• **Exercise goal**
Below is part of a data file. List every line of the material that contains the word "ground".

Portion of a data file
####

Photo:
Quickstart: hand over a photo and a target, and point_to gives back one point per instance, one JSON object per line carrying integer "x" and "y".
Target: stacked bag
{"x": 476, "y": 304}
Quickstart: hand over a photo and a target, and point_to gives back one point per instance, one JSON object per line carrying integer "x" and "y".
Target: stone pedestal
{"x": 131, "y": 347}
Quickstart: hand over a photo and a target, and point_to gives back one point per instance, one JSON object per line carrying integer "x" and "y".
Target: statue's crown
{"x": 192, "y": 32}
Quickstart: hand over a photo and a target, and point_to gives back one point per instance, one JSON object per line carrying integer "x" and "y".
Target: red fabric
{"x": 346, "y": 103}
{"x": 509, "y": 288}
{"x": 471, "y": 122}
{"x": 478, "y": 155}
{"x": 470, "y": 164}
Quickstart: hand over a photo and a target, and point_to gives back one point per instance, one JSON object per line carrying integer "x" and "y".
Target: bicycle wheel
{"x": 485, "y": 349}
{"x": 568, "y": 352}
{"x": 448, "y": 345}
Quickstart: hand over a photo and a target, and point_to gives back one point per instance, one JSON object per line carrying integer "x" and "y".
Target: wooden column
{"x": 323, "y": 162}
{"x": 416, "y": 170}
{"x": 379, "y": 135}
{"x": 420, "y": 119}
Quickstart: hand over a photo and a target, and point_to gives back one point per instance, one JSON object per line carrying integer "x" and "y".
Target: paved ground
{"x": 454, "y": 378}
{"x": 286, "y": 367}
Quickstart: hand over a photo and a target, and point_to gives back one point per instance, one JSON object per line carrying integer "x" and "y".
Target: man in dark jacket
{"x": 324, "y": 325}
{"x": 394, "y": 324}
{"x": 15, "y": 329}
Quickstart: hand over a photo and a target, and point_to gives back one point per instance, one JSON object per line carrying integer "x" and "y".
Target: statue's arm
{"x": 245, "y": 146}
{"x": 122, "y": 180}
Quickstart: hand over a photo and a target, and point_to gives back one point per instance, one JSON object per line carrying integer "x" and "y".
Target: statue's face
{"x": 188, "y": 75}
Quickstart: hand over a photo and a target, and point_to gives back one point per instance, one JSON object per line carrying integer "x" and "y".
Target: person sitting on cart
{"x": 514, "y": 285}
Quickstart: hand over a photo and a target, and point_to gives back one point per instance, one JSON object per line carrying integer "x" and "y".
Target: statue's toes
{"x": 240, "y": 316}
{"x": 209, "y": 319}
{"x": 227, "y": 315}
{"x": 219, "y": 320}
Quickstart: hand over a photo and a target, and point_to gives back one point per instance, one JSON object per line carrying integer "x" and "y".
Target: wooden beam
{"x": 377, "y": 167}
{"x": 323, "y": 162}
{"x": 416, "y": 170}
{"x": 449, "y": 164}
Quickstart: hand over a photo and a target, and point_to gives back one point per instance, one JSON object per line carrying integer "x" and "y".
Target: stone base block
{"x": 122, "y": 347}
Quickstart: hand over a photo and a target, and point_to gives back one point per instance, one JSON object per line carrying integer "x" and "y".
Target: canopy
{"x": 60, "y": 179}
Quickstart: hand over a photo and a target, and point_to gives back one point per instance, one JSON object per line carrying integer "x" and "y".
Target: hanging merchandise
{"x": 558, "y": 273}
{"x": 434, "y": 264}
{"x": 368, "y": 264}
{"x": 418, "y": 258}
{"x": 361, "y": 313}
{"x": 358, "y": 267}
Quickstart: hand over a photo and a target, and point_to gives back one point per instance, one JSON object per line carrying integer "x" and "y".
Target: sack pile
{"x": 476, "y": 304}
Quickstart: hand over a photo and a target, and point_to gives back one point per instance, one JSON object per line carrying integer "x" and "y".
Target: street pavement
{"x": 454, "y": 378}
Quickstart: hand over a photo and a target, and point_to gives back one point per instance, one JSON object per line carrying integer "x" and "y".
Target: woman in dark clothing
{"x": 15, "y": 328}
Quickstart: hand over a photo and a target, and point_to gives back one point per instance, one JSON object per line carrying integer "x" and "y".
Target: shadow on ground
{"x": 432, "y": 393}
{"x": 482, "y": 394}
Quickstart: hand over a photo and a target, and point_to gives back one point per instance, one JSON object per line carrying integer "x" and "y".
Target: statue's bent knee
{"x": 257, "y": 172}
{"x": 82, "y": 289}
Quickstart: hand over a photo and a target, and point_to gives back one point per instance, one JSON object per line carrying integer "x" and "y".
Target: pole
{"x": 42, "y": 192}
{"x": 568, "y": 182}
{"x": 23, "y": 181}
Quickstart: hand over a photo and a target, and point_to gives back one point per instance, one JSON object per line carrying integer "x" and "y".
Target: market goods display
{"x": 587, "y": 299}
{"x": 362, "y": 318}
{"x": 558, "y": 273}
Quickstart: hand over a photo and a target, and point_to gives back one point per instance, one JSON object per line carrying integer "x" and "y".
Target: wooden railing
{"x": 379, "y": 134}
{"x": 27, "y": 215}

####

• **Response to this exercise**
Target: paved ground
Target: shadow on ground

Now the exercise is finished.